- **Exercise requirements**
Nothing but the lines from the line with "Find the child's arm" through the end of the data is to be copied, and each is to be copied exactly.

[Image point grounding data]

..............................

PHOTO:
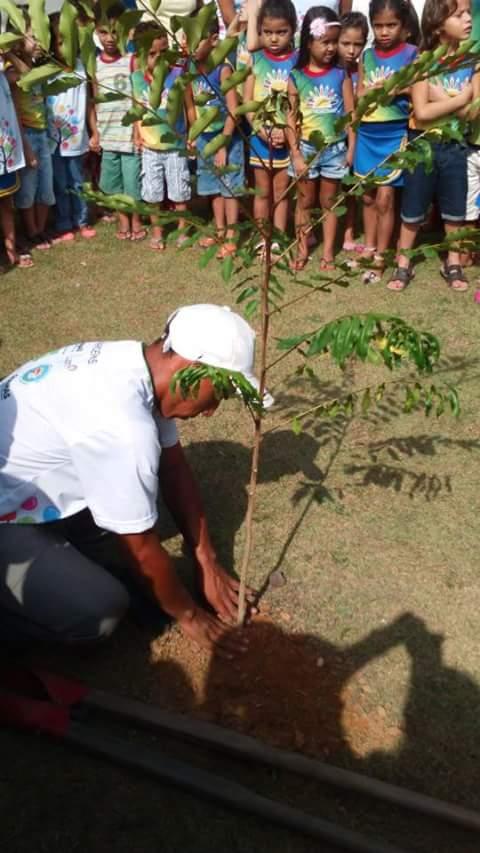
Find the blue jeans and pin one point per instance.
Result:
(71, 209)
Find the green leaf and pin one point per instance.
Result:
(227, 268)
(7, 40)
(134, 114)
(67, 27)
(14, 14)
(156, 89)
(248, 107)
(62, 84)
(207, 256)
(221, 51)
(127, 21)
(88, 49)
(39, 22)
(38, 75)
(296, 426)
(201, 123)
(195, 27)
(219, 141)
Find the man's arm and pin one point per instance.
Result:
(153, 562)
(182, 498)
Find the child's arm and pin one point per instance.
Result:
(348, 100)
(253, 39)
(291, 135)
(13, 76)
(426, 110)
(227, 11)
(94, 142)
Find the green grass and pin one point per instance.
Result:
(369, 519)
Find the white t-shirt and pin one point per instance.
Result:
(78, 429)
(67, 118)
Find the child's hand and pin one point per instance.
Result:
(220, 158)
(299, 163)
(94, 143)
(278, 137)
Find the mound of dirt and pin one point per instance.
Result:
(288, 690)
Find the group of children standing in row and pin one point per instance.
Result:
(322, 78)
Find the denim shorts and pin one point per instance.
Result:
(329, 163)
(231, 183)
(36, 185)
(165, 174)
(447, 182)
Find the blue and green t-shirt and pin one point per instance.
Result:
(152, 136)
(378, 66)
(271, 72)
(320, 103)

..............................

- **Answer to the problem**
Find the child's arm and pin one point per instance.
Result:
(348, 100)
(253, 39)
(291, 135)
(13, 76)
(426, 110)
(227, 11)
(94, 142)
Find the green grass and pin one point per instance.
Result:
(369, 519)
Find the white t-shirt and pin one point per instance.
Result:
(78, 429)
(67, 118)
Find the child's hand and pin one point per instance.
Result:
(220, 158)
(299, 163)
(94, 143)
(278, 137)
Find the mound of dirt and pin one point per instance.
Result:
(288, 690)
Find the group of children standing in row and pin one point per instance.
Result:
(322, 78)
Find the denim shorts and pin one point per instance.
Result:
(329, 163)
(231, 183)
(36, 185)
(165, 174)
(447, 182)
Find the blue and green t-shirt and pin one point per instance.
Result:
(152, 136)
(378, 66)
(271, 72)
(320, 103)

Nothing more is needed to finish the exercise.